(Coordinate annotation entries)
....................
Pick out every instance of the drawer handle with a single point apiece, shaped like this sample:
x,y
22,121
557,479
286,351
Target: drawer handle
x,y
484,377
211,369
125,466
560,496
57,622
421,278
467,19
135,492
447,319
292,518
....................
▸ What you are asked to do: Copy out the listing above line for line, with no changes.

▸ Response below:
Pick out every instance of the drawer handle with a single point apiece, shaped like this sample:
x,y
22,121
557,479
286,351
Target: drawer handle
x,y
484,377
211,369
125,466
560,496
57,622
421,278
467,19
135,492
447,319
292,518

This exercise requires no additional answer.